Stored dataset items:
···

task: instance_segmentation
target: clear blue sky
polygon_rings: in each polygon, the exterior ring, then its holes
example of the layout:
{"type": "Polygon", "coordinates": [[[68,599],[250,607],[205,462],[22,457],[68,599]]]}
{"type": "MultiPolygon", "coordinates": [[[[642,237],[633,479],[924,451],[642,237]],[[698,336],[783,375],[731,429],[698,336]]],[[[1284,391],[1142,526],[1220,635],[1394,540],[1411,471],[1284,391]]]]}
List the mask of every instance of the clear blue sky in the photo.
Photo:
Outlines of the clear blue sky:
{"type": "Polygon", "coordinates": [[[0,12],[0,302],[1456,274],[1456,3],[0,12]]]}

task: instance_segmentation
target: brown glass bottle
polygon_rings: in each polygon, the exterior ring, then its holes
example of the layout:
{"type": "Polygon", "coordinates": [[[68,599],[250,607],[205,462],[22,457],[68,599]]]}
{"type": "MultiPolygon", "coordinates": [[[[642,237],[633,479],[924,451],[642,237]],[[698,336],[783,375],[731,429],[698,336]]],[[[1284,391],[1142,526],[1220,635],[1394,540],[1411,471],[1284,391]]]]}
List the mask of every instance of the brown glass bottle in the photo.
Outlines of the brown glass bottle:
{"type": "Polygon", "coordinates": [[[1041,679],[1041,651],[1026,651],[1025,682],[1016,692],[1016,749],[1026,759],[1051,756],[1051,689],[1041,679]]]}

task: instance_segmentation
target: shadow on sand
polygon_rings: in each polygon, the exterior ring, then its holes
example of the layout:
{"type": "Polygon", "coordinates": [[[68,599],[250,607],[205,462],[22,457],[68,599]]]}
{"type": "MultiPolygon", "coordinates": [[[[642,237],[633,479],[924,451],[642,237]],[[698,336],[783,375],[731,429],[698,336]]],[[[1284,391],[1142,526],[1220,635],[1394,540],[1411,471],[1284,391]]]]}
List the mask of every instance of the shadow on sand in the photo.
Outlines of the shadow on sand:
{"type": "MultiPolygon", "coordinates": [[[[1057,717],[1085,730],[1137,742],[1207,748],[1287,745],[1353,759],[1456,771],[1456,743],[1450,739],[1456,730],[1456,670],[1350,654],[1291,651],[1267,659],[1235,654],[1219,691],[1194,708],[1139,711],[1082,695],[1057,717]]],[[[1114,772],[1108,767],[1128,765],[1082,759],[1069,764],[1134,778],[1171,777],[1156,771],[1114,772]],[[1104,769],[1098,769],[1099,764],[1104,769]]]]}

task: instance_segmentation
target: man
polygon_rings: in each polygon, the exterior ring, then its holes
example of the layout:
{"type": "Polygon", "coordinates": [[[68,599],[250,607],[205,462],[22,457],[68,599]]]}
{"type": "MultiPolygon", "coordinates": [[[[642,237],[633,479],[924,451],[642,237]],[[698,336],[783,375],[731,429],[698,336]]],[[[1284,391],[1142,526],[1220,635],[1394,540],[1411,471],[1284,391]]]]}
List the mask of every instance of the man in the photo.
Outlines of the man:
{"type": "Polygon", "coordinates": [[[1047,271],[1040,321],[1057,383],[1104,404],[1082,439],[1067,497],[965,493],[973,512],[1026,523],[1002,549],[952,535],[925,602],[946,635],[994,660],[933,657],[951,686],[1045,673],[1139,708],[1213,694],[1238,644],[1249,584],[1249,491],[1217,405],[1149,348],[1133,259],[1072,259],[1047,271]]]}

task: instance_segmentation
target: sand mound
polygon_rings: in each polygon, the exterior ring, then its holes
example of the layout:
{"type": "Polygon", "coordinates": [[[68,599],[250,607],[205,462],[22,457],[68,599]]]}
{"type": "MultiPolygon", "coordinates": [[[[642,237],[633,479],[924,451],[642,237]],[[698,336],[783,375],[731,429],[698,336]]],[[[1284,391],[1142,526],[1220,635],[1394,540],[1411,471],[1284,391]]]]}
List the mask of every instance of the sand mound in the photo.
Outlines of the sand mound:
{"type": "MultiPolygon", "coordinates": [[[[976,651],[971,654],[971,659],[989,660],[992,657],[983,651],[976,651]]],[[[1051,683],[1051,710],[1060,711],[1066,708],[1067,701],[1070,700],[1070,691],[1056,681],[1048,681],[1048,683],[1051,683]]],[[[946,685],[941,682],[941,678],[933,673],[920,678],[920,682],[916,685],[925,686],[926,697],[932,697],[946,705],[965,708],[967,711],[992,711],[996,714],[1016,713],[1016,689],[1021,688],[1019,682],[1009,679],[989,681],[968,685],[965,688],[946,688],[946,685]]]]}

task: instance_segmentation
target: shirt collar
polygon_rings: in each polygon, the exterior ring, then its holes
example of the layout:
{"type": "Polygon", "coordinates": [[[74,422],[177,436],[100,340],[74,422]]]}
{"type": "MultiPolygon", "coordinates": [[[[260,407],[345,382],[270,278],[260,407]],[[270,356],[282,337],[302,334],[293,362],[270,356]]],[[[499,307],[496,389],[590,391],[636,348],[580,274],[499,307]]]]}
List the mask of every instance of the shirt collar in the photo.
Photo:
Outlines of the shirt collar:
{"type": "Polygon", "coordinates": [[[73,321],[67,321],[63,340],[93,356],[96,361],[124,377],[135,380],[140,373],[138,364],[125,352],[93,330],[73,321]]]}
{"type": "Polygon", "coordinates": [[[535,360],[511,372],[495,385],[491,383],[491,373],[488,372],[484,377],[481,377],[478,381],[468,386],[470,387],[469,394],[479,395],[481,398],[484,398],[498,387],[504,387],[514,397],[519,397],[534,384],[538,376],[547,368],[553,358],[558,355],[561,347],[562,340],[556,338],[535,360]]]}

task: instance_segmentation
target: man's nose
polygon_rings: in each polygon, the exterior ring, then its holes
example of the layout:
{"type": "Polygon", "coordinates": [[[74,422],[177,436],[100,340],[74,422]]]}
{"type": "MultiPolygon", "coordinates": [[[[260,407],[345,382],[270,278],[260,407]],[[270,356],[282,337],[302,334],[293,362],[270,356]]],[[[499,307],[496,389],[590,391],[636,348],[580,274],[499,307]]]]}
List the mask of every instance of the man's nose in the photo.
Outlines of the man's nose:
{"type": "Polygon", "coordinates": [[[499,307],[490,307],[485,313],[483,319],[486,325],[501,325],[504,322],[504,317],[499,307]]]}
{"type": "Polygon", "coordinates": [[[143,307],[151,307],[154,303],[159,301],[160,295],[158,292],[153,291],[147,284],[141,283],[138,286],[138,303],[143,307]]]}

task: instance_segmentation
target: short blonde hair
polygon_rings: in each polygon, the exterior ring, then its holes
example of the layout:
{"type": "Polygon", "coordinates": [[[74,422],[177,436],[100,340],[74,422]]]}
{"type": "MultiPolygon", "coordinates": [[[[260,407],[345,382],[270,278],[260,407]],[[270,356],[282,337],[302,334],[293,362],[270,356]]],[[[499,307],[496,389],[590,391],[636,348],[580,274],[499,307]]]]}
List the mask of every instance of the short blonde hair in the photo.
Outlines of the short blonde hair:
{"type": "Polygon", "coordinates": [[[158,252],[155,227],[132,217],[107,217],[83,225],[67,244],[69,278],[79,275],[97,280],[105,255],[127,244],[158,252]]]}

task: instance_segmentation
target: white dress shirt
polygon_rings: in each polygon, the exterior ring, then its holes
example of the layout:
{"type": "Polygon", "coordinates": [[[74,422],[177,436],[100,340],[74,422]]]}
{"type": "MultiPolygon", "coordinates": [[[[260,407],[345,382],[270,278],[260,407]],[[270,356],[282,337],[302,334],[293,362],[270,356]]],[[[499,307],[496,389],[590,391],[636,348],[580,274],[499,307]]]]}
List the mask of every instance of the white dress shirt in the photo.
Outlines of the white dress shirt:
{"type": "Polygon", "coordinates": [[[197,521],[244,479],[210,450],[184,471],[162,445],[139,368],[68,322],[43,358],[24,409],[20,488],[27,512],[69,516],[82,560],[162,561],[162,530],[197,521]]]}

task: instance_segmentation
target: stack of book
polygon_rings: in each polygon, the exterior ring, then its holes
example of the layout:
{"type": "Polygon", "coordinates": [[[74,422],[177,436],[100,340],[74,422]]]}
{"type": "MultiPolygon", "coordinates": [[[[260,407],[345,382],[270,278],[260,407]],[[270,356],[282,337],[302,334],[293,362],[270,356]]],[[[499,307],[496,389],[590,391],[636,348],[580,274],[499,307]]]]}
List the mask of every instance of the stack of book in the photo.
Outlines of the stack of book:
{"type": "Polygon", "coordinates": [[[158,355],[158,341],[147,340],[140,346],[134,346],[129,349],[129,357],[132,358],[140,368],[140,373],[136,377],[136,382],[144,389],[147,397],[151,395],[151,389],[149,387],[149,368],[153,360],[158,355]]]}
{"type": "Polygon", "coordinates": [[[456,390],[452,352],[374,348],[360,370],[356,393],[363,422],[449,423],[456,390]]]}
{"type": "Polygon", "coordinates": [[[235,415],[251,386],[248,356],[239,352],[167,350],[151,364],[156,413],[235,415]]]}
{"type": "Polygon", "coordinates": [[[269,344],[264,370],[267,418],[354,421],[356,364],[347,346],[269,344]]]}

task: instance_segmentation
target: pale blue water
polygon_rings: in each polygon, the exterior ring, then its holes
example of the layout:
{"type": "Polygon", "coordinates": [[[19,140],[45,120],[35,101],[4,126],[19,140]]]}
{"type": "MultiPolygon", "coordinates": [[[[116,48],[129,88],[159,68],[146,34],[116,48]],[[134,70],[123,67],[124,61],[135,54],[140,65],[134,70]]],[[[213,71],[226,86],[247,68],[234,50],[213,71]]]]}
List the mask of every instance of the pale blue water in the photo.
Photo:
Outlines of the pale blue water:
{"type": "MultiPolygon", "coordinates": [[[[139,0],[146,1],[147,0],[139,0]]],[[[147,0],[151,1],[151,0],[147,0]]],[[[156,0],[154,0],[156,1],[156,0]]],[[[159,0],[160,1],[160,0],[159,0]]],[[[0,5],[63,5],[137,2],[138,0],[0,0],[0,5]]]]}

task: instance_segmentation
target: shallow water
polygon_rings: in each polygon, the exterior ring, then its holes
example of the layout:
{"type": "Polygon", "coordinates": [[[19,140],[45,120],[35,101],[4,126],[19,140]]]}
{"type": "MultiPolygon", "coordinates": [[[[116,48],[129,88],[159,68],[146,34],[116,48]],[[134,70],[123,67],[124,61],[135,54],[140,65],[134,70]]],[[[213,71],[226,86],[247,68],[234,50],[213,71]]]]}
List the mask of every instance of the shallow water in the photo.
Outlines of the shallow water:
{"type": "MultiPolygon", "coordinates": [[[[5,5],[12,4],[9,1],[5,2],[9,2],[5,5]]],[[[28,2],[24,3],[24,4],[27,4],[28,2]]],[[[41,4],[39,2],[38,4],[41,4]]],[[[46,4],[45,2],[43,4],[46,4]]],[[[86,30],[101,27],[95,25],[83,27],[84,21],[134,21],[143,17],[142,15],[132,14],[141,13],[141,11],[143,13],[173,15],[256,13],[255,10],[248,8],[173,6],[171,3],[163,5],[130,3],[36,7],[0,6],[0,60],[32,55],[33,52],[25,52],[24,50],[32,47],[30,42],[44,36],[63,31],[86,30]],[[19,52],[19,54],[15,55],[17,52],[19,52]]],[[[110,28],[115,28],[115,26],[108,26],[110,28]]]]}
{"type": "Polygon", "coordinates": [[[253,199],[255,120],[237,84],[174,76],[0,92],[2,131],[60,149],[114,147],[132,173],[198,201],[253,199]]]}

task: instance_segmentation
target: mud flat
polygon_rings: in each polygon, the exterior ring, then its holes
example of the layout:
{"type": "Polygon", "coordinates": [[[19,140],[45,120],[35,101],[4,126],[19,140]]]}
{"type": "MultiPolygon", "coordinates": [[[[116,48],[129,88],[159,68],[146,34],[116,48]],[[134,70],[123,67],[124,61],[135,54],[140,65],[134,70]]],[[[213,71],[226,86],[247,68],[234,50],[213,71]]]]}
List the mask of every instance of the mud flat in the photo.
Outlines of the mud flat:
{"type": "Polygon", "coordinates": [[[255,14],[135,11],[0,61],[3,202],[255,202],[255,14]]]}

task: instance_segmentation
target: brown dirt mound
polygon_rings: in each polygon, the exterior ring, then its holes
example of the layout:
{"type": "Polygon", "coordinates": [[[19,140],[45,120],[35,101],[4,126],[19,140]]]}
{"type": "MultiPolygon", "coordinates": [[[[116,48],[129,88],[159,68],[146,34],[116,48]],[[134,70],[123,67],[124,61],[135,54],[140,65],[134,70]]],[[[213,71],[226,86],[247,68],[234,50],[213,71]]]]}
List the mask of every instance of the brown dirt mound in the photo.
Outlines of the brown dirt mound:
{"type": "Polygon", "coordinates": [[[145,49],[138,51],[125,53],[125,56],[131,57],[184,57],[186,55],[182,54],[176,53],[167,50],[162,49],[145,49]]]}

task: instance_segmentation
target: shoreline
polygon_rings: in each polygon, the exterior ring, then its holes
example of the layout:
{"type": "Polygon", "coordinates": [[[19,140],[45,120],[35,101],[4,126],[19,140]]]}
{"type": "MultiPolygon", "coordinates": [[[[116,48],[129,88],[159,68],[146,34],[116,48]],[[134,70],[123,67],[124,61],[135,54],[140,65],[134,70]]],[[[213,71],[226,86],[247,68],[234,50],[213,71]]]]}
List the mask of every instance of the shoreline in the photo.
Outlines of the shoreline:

···

**WHAT YOU SHOULD DO**
Return every line of the rows above that contains the string "shadow", treating uppercase and lowercase letters as different.

**FULL ANSWER**
target: shadow on sand
List the mask of every instance of the shadow on sand in the photo.
Outlines of the shadow on sand:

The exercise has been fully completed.